> EXERCISE REQUIREMENTS
Rescale the point coordinates in the answers of all the items below by multiplying each number by 1.75 and rounding to whole numbers, with halves rounded up. Write out every line again, including the requests, and leave out the pictures.

> MATERIALS PROVIDED
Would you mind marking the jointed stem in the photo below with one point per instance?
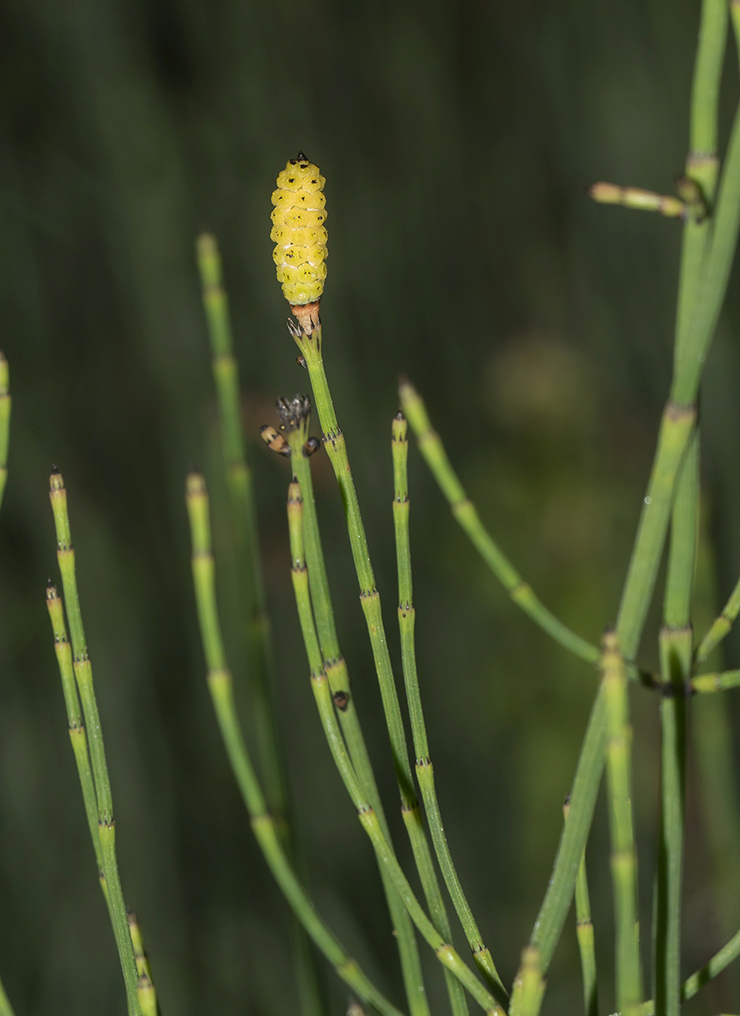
(676, 653)
(584, 935)
(464, 510)
(720, 628)
(338, 679)
(4, 425)
(83, 678)
(624, 864)
(368, 819)
(424, 768)
(263, 824)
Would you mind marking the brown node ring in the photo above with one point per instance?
(307, 315)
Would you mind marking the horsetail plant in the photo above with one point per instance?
(263, 824)
(83, 687)
(250, 585)
(295, 417)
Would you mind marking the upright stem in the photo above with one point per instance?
(443, 950)
(424, 767)
(676, 658)
(623, 863)
(464, 510)
(338, 678)
(241, 492)
(4, 424)
(263, 824)
(250, 581)
(584, 935)
(83, 678)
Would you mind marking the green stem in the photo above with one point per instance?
(715, 682)
(424, 767)
(584, 935)
(623, 860)
(5, 1008)
(464, 510)
(263, 824)
(241, 492)
(720, 628)
(146, 991)
(250, 587)
(4, 423)
(338, 679)
(676, 658)
(83, 678)
(719, 962)
(368, 819)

> RESULT OF THIS EXERCISE
Would you mind marking the jointed stem in the photo below with one point per instance?
(1183, 1143)
(1022, 1636)
(812, 893)
(1260, 1099)
(592, 1188)
(7, 744)
(145, 1187)
(1092, 1512)
(644, 1433)
(742, 1344)
(460, 1442)
Would you mind marking the brown node ring in the photo above with one point per instance?
(537, 551)
Would you mind marking the horsetail plant in the photo above with one point per instance?
(460, 1442)
(145, 1202)
(438, 1024)
(516, 730)
Would you mind marking the upright stem in the photo above with one point per instance?
(775, 1663)
(742, 1342)
(1183, 1152)
(1090, 1510)
(812, 893)
(592, 1187)
(422, 861)
(7, 742)
(460, 1442)
(438, 1017)
(1022, 1636)
(145, 1187)
Would you mind marking the green stem in the photo above with one point per instance?
(1251, 1194)
(742, 1342)
(1022, 1636)
(1090, 1505)
(9, 1764)
(812, 893)
(460, 1442)
(422, 861)
(1260, 1099)
(256, 1734)
(438, 1027)
(7, 740)
(592, 1188)
(1183, 1152)
(145, 1187)
(1258, 1684)
(644, 1433)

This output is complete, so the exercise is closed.